Rewrite everything in the listing below, from the line containing "Question. Indicate one point on each instance of the calm" down to the line containing "[(284, 145)]", as a JSON list of strings with one string per line and no blank lines.
+++
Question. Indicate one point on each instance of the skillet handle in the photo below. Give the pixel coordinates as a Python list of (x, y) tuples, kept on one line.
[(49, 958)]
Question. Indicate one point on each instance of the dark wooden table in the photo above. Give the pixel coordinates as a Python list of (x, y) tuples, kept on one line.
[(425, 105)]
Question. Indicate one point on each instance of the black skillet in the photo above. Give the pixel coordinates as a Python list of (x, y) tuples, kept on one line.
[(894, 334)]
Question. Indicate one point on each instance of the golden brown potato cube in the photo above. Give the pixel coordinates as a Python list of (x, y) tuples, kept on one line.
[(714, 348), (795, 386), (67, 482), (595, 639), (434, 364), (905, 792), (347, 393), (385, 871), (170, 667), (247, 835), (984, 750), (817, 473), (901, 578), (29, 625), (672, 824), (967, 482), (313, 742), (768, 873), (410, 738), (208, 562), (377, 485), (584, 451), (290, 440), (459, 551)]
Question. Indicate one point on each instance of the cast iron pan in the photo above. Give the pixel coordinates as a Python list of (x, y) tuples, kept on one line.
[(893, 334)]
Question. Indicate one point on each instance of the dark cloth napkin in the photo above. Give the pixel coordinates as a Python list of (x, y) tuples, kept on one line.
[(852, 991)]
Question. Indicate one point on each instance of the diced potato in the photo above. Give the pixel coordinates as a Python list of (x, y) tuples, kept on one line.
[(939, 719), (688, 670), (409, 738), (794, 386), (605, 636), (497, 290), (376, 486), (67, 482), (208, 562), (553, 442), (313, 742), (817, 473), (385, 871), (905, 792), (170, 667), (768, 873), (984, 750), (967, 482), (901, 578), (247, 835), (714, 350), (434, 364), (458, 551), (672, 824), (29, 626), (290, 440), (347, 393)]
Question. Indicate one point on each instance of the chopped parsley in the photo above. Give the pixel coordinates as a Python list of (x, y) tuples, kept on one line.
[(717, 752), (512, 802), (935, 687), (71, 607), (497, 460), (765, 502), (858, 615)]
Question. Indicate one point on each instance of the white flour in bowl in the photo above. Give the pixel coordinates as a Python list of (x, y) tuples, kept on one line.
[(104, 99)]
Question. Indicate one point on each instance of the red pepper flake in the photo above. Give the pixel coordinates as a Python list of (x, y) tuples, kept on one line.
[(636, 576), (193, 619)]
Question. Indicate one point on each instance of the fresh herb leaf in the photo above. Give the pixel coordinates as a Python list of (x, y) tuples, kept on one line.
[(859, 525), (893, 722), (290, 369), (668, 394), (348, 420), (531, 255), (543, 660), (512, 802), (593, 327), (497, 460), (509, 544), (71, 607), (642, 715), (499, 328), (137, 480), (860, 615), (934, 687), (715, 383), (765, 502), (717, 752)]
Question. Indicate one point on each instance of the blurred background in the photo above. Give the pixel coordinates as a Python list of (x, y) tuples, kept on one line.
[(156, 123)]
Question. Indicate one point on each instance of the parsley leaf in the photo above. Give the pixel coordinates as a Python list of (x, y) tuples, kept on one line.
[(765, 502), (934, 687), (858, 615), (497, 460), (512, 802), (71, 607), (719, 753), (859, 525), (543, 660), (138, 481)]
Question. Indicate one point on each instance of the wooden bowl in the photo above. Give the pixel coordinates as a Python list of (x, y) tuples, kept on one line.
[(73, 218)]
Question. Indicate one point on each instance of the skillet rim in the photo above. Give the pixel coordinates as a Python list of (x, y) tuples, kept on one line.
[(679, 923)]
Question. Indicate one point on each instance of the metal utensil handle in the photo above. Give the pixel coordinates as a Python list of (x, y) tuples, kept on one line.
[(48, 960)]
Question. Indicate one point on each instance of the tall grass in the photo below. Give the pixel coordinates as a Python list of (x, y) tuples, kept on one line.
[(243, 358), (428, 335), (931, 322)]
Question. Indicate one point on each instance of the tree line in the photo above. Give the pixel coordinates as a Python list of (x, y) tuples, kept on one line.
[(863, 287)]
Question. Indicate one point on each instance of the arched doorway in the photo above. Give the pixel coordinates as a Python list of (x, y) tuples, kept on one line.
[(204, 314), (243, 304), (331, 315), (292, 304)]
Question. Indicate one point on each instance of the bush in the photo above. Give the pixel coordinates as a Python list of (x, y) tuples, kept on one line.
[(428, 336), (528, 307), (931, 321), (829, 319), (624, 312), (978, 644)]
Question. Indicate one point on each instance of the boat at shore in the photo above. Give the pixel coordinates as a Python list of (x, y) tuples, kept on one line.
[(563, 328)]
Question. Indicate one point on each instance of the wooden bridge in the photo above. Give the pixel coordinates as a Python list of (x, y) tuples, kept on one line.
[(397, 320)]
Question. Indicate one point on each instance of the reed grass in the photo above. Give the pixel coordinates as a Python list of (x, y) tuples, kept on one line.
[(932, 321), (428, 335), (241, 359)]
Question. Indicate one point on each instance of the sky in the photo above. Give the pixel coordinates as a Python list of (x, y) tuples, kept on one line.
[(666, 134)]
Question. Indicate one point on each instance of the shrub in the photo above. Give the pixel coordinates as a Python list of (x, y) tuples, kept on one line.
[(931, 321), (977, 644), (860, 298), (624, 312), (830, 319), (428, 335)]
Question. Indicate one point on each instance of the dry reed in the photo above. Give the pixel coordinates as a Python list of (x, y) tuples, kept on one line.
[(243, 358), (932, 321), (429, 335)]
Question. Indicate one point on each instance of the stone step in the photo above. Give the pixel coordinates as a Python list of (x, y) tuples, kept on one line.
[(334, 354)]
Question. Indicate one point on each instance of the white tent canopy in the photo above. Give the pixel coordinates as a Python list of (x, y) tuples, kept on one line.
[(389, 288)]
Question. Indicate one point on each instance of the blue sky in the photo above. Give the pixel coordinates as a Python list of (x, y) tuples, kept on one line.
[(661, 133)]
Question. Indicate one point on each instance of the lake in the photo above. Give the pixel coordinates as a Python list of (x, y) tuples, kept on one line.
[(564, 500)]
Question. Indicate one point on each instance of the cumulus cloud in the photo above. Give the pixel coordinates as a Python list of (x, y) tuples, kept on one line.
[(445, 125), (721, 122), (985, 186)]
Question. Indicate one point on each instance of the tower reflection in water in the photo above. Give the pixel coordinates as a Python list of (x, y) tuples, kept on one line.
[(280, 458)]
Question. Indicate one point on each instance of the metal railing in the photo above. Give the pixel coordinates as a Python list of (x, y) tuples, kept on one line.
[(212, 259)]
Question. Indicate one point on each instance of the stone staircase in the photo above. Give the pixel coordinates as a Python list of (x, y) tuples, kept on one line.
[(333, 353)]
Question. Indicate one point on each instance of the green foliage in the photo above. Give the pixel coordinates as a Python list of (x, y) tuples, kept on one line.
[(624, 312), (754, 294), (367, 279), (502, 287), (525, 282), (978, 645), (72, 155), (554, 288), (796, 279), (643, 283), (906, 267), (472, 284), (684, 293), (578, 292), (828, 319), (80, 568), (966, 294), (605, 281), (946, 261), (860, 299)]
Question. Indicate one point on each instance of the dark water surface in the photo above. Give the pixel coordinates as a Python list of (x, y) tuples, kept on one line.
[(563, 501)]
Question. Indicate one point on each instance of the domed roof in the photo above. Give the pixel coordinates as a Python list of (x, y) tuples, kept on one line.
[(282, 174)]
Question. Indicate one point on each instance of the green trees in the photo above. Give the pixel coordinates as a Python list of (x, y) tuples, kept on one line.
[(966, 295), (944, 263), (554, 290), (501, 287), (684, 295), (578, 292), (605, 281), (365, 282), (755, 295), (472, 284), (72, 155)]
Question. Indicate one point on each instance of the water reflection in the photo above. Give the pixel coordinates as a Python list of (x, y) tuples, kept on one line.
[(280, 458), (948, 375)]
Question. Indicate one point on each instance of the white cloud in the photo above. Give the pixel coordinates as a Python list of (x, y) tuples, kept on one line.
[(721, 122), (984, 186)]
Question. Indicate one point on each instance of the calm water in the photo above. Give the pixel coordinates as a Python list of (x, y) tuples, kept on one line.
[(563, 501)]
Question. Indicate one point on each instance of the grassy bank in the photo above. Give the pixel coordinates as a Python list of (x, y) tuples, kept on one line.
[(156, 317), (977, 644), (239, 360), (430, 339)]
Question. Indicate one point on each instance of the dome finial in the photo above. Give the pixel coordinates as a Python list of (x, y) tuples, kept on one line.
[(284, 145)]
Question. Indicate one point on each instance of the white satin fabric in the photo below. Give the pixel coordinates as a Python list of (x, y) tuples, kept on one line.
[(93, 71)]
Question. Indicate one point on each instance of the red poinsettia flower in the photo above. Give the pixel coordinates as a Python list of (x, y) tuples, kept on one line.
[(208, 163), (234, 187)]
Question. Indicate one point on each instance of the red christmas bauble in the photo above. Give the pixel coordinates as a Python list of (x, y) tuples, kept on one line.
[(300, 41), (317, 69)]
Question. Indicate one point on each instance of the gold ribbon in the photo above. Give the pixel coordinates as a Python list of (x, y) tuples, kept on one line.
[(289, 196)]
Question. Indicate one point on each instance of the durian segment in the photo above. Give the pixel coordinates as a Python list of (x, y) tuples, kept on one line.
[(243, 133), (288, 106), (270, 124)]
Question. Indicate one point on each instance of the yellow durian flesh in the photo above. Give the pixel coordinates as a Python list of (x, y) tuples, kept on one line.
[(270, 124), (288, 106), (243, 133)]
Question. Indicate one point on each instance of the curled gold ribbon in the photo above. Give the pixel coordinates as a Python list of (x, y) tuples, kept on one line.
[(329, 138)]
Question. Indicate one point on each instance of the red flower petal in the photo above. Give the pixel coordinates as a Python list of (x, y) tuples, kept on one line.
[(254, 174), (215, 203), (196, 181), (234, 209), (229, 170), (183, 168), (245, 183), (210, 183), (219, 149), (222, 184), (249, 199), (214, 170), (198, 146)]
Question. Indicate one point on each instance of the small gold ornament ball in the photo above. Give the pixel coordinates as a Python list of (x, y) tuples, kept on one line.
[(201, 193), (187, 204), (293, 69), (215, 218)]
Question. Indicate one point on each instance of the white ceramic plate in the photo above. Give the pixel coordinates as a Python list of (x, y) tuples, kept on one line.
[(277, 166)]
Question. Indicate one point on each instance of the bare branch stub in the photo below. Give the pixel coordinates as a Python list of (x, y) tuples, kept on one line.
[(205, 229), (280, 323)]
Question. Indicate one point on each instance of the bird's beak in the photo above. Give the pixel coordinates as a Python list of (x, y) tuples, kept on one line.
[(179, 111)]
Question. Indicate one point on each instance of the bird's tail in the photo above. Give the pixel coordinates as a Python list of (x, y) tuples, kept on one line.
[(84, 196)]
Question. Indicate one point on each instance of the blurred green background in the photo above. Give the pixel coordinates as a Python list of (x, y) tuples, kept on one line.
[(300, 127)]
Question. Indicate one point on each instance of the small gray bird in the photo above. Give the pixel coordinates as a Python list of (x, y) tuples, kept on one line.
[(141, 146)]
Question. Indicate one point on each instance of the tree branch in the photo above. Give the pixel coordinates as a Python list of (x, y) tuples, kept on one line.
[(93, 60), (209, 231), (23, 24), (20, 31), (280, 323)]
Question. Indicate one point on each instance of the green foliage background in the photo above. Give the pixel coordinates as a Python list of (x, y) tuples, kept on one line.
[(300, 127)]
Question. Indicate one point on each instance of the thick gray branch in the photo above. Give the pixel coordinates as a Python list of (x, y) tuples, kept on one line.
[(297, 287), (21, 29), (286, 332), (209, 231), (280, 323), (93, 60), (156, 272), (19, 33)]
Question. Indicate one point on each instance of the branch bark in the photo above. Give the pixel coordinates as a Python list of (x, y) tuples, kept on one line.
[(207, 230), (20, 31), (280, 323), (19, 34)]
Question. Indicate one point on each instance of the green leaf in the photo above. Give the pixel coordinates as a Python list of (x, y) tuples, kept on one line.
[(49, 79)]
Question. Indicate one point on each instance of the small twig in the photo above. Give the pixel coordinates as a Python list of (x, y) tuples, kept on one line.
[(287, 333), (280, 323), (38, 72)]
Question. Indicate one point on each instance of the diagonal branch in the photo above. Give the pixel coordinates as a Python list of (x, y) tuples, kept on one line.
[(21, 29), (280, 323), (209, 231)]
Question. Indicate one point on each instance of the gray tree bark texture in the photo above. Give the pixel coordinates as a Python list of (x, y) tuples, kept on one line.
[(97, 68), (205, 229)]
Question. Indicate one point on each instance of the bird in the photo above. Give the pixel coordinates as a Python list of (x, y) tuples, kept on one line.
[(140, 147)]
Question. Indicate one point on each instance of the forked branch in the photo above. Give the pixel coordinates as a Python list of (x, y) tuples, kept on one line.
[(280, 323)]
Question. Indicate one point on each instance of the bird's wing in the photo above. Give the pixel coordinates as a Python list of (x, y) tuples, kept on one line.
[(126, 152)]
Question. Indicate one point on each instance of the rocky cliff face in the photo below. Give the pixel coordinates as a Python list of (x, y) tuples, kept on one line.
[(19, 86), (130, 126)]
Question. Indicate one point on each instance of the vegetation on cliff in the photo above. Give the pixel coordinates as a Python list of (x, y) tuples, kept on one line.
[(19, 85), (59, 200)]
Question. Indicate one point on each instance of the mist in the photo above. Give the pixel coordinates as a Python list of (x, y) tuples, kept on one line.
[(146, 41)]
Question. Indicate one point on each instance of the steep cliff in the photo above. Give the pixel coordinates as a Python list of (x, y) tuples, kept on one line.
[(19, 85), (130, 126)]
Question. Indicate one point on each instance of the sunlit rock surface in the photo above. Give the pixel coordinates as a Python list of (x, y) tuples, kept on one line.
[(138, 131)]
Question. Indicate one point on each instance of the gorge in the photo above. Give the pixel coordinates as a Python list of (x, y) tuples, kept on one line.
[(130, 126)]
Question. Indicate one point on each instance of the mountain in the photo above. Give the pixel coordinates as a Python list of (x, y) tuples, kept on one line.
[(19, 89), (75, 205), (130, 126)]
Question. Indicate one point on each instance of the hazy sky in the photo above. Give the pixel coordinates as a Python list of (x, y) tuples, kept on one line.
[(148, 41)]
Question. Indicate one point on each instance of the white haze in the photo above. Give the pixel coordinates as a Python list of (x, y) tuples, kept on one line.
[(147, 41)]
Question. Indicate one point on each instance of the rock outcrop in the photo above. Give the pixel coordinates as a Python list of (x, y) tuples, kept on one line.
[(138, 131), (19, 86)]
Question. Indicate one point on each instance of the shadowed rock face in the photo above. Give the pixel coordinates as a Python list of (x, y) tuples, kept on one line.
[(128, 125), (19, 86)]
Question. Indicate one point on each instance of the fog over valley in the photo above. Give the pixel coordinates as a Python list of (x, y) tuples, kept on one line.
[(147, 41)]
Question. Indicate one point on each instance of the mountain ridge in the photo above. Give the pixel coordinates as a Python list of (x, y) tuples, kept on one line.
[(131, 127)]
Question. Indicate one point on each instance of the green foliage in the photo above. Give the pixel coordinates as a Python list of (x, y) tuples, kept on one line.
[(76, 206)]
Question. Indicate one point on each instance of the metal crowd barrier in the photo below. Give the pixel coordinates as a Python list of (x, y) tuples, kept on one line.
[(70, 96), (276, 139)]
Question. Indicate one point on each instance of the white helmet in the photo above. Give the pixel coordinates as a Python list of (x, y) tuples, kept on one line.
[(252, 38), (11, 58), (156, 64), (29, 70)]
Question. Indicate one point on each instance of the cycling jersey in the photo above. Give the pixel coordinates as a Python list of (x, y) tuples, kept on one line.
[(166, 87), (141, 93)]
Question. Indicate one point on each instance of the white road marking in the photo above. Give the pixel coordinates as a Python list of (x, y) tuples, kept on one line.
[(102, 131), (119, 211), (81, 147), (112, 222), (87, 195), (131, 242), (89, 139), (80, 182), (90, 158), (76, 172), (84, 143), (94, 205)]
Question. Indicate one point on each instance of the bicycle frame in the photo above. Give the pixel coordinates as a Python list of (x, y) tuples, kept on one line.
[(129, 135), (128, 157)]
+++
*RESULT OF THIS TASK*.
[
  "Question. Indicate one point on each instance of the calm water in the photo above. Give the pixel coordinates as a Python list of (x, y) tuples, kept on one line.",
  "[(563, 501)]",
  "Question. Indicate one point on each instance of the grassy bank in the photo above. Give the pixel coordinates as a Python list of (x, y) tuples, kept on one line.",
  "[(156, 317), (977, 644), (239, 360), (430, 339)]",
  "Question. Indicate one point on each instance of the dome finial in the photo above. Give the pixel coordinates as a Python list of (x, y) tuples, kept on one line.",
  "[(284, 145)]"
]